Text extract ▸

____

You're not allowed to play your character. You're not. I hate it. What's he, Redneck Drow? Drow. My name's Redneck Drow. He's a simple man. He was raised by halflings, okay? You know? Uh, I need to do a dexterity check on that there creature of darkness. That doesn't make any sense! You don't do a dexterity check on a creature of... What?!

Dexterity's mobility. I don't. Don't. I was just making up words at that moment. I know. I just know the lore. I live D&D. I know the lore. We went to get Pokemon and Batty Ball at $200 worth of D&D figures. Stop. At the store. You don't need to bring this up right now. It was cute. I can't say anything because that packs. I have D&D figures, so they come in these, the random ones. Yeah, the blister, the boxes.

boxes yeah the box four random ones and that was me and d we're trying to get them for a one had a red dragon in it red dragon was worth i think it's still worth a good chunk of change

But one, it's on the box. So it's like, there's definitely a red dragon in one of these. And then it was listed. How did you buy? There is a red dragon. I bought three, or four. And there's usually... You bought 50 to 70 different minis in those. Yeah. It's like magic cards and shit, man. Yeah. And I was like, I didn't get it. And I did get a...

____

Data excerpts ▸
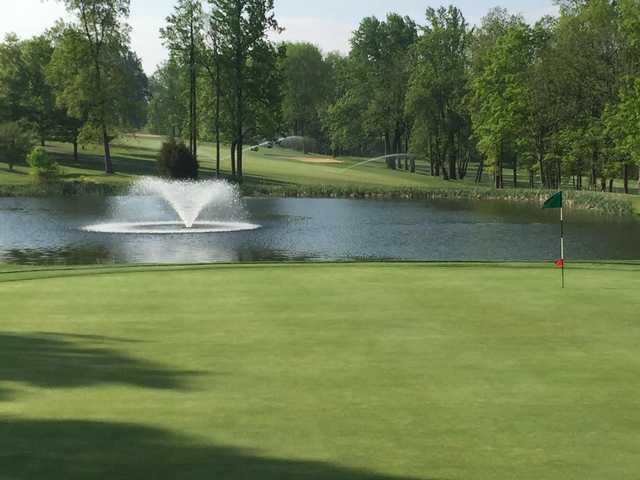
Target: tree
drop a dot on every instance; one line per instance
(183, 37)
(212, 60)
(15, 141)
(242, 26)
(305, 83)
(380, 60)
(175, 161)
(437, 89)
(167, 112)
(106, 96)
(622, 121)
(104, 34)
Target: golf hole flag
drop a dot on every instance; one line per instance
(556, 201)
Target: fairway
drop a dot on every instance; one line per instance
(341, 372)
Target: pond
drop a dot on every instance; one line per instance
(49, 231)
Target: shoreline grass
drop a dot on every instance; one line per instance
(353, 372)
(281, 173)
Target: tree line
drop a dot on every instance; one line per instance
(554, 101)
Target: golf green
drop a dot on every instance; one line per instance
(342, 372)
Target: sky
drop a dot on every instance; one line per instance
(326, 23)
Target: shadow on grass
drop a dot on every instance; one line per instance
(49, 360)
(48, 449)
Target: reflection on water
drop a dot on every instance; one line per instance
(48, 231)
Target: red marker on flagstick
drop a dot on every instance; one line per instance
(556, 201)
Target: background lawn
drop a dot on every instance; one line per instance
(135, 155)
(341, 372)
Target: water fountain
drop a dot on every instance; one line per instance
(188, 199)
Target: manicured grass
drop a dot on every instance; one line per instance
(135, 156)
(332, 372)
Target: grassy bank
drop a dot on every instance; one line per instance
(279, 172)
(351, 372)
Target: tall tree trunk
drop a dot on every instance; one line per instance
(108, 165)
(453, 174)
(233, 158)
(217, 116)
(239, 60)
(499, 182)
(480, 171)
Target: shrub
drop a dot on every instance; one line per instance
(175, 161)
(41, 164)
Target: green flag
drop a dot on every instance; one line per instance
(554, 202)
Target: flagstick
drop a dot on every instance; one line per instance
(562, 241)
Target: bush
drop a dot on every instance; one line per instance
(175, 161)
(41, 164)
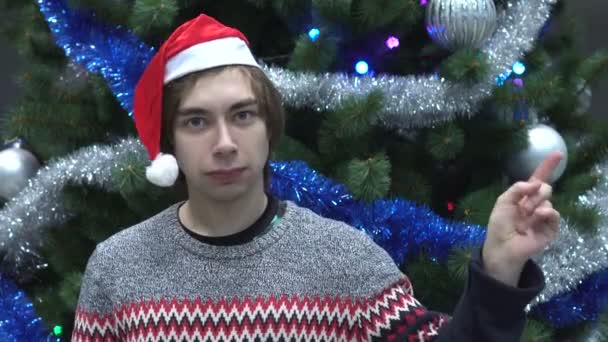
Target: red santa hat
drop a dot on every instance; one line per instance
(199, 44)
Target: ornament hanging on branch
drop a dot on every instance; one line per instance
(455, 24)
(542, 140)
(17, 165)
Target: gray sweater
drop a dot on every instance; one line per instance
(307, 278)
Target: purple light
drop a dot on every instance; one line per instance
(392, 42)
(518, 82)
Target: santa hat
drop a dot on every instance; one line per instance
(199, 44)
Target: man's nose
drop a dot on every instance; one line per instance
(225, 143)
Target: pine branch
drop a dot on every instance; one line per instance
(466, 66)
(476, 206)
(446, 142)
(435, 287)
(535, 331)
(458, 263)
(150, 17)
(292, 149)
(368, 179)
(543, 90)
(594, 67)
(315, 56)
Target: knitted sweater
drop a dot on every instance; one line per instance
(306, 278)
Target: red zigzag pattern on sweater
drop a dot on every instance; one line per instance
(273, 318)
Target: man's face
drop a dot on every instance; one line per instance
(221, 142)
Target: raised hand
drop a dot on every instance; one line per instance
(522, 223)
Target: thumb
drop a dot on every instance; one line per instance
(520, 190)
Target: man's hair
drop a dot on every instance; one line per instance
(270, 108)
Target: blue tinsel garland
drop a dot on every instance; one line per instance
(18, 321)
(399, 226)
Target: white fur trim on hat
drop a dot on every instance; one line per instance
(207, 55)
(163, 171)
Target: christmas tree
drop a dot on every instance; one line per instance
(432, 107)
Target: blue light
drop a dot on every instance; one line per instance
(362, 67)
(519, 68)
(314, 33)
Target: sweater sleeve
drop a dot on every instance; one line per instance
(94, 319)
(487, 311)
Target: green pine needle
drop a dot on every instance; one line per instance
(411, 185)
(583, 219)
(446, 142)
(477, 206)
(579, 183)
(369, 179)
(543, 90)
(458, 263)
(292, 149)
(129, 175)
(152, 16)
(535, 331)
(315, 56)
(466, 66)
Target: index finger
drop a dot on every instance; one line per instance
(543, 171)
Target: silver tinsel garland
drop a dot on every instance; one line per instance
(573, 256)
(566, 262)
(421, 101)
(39, 205)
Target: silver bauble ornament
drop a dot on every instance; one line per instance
(542, 141)
(454, 24)
(17, 165)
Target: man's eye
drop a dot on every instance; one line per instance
(195, 122)
(244, 115)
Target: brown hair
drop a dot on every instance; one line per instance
(269, 105)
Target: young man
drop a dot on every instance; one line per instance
(233, 263)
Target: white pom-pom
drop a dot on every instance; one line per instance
(163, 171)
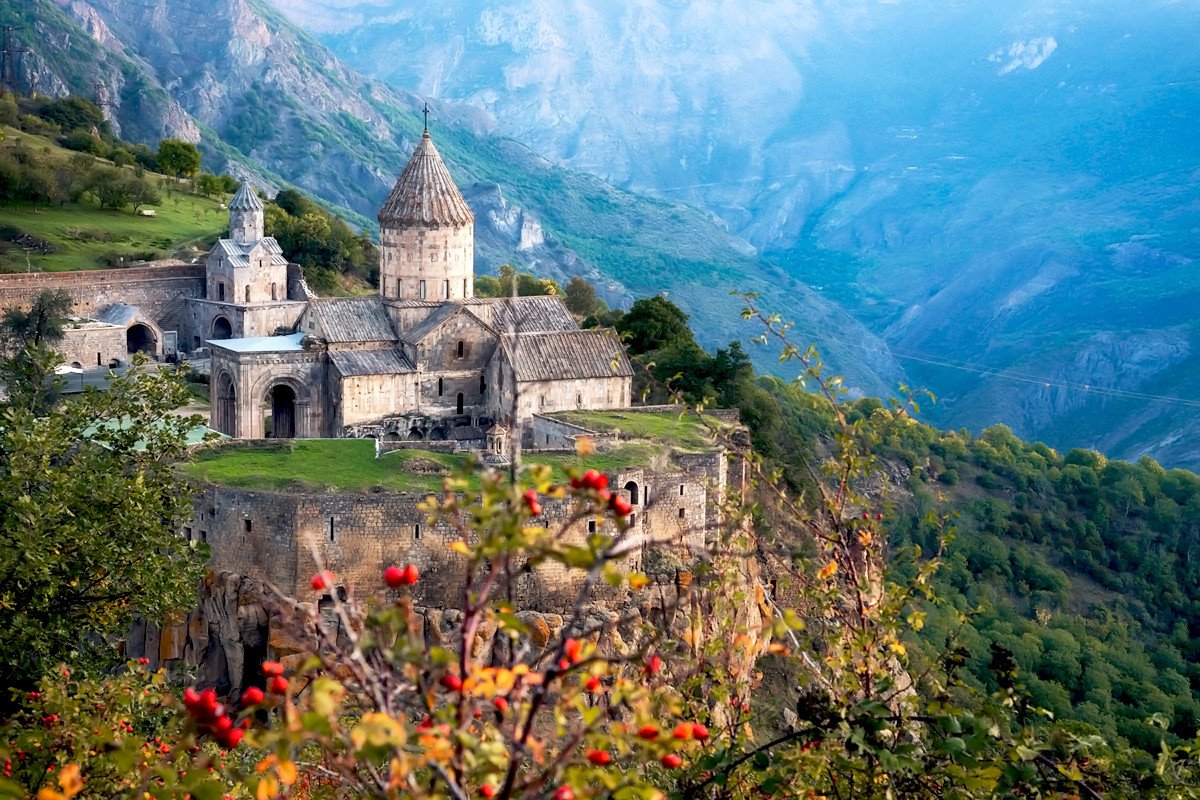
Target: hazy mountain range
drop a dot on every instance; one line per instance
(1007, 187)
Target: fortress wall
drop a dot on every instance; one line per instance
(154, 289)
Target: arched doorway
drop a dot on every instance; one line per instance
(141, 338)
(282, 421)
(227, 405)
(221, 329)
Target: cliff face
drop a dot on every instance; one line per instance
(265, 100)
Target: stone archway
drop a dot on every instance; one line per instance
(141, 337)
(221, 329)
(226, 411)
(281, 400)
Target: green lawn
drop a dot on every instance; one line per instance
(683, 431)
(351, 465)
(83, 234)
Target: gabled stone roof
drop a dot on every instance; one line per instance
(535, 314)
(425, 193)
(568, 355)
(353, 319)
(246, 199)
(238, 253)
(384, 361)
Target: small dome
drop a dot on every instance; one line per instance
(246, 199)
(425, 193)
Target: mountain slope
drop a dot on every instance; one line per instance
(269, 101)
(1006, 185)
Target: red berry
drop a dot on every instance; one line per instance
(231, 739)
(394, 577)
(599, 757)
(621, 506)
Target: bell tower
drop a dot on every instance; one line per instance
(426, 233)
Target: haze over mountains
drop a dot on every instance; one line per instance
(1007, 187)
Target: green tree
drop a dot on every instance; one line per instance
(90, 507)
(580, 296)
(179, 158)
(654, 323)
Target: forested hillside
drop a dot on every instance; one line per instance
(1084, 570)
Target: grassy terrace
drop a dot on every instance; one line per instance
(684, 432)
(83, 234)
(351, 465)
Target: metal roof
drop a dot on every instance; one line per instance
(425, 193)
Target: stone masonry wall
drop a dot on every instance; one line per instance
(155, 289)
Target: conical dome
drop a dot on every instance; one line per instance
(425, 193)
(246, 199)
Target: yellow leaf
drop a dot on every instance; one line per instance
(70, 780)
(287, 771)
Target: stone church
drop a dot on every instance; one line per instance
(424, 359)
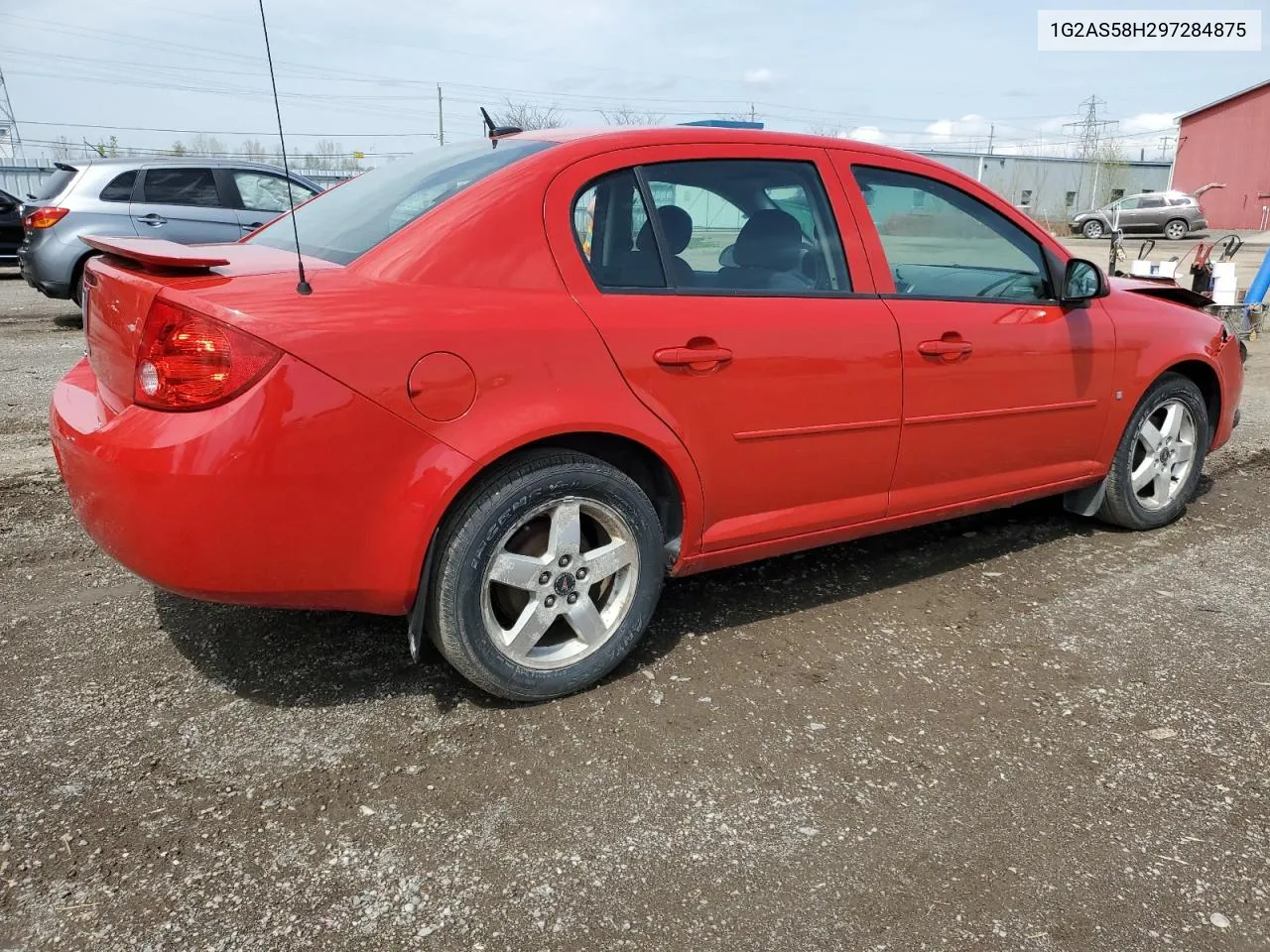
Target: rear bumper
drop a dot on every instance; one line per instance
(298, 494)
(48, 264)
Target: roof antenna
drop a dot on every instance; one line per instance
(495, 132)
(304, 287)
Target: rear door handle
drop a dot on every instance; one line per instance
(691, 356)
(951, 347)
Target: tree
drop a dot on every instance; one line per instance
(204, 145)
(1110, 169)
(529, 116)
(626, 114)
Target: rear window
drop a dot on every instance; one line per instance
(55, 184)
(195, 186)
(348, 221)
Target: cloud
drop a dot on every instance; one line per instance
(866, 134)
(1147, 122)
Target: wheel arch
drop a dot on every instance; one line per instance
(1203, 376)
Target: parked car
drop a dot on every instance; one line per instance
(189, 200)
(1173, 213)
(10, 227)
(516, 399)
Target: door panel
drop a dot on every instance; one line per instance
(793, 421)
(183, 204)
(1003, 390)
(1023, 407)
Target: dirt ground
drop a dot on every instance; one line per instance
(1012, 731)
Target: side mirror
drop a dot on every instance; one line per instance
(1082, 282)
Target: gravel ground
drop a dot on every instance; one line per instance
(1014, 731)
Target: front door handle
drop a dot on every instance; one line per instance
(694, 357)
(951, 348)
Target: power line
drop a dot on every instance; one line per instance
(9, 122)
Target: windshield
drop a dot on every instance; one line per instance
(348, 221)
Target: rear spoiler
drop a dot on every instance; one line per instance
(158, 253)
(1165, 290)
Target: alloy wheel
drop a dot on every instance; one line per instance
(1164, 454)
(561, 583)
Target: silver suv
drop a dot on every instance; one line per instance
(190, 200)
(1174, 213)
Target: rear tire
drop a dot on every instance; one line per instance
(547, 576)
(1161, 454)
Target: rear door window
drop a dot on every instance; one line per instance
(747, 225)
(262, 191)
(190, 186)
(610, 223)
(119, 188)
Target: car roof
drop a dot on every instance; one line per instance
(627, 136)
(136, 162)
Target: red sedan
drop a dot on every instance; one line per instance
(538, 375)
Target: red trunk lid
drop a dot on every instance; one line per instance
(121, 286)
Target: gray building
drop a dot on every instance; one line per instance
(1053, 189)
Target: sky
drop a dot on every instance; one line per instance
(365, 72)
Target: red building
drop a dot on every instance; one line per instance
(1228, 143)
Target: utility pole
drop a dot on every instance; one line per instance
(1088, 134)
(441, 118)
(8, 122)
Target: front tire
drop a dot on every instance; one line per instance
(1159, 461)
(547, 576)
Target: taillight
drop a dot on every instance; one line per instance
(45, 217)
(189, 361)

____

What is expected ▸
Pick up the transcript of the D&D conversation above after its last line and keep it going.

Task result ▸
Necro dragon, not a necro, but a leech, a lich dragon. Yeah. I got a lich dragon. I was like fucking gangster. I'm good. I got my dragon figure and I got like some halflings and a drow and all that stuff. Cool. D he bought like five or six and he didn't get any of the ones. He got a gold dragon.

And then finally I was like, oh, D, get that last box right there. I just pointed because they had a whole bunch. I was like, that one. That's the one. He didn't get it. And I was like, well, I have to get that one. Did he kill the red dragon? And I was like, grab that. Open it. Red dragon. And he's like, you motherfucker. I was like, I told, I literally said, get that fucking box. Did I not? He was like, you did. And I did not listen. I was like, and now I'm the one with the red dragon. And it's gangster because I...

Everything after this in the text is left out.